● What the exercise asks
The expected output is the line with "sock in the photo above." followed by every remaining line of the entries, all repeated exactly.

● Records to process
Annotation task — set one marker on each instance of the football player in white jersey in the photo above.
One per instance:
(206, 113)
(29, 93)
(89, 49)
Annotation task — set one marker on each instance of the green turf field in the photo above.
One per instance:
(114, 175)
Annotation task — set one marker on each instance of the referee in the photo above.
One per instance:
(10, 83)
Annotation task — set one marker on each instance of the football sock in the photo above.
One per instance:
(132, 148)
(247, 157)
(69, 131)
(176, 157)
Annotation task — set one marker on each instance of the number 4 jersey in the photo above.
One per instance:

● Response
Annotation task — set one marker on each instance of the football sock in the photo above.
One per instance:
(132, 148)
(247, 157)
(69, 131)
(176, 157)
Annotation task — set one marker on each instance of the number 4 jersey in the photo above.
One per instance:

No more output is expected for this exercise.